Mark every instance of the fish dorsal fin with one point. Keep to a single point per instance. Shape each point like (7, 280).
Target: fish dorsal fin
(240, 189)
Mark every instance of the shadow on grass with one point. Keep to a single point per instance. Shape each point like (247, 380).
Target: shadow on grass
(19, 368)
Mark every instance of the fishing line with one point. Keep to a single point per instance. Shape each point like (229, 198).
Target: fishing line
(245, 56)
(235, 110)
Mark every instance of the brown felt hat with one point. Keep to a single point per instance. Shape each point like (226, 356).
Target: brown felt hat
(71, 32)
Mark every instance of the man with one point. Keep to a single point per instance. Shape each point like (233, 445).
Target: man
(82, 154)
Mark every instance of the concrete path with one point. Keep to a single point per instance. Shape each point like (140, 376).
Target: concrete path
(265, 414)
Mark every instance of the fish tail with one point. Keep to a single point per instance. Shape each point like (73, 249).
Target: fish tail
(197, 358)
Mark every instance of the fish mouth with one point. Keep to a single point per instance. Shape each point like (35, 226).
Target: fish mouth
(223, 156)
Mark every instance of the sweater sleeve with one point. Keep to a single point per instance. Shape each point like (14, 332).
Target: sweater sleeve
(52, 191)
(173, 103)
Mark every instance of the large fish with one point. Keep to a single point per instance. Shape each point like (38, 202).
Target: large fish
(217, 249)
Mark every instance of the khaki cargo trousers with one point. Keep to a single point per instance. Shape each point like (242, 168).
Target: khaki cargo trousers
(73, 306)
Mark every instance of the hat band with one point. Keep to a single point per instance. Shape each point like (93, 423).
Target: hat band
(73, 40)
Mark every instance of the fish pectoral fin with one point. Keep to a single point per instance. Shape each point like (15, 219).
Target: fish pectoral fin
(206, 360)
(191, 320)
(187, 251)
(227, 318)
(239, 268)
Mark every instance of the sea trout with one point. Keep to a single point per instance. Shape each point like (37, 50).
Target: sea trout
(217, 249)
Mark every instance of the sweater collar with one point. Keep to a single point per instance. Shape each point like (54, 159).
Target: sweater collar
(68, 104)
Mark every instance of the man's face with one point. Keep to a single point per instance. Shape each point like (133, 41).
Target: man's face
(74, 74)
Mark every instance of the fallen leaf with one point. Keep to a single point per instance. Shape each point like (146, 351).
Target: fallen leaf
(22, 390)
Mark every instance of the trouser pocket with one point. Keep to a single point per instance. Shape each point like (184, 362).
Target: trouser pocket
========================
Your instructions: Only the lines containing "pocket" are needed; copy each of them from the data.

Your response:
Mark every instance of the trouser pocket with one point. Keep to a single point per instance. Shape each point like (184, 362).
Target: trouser pocket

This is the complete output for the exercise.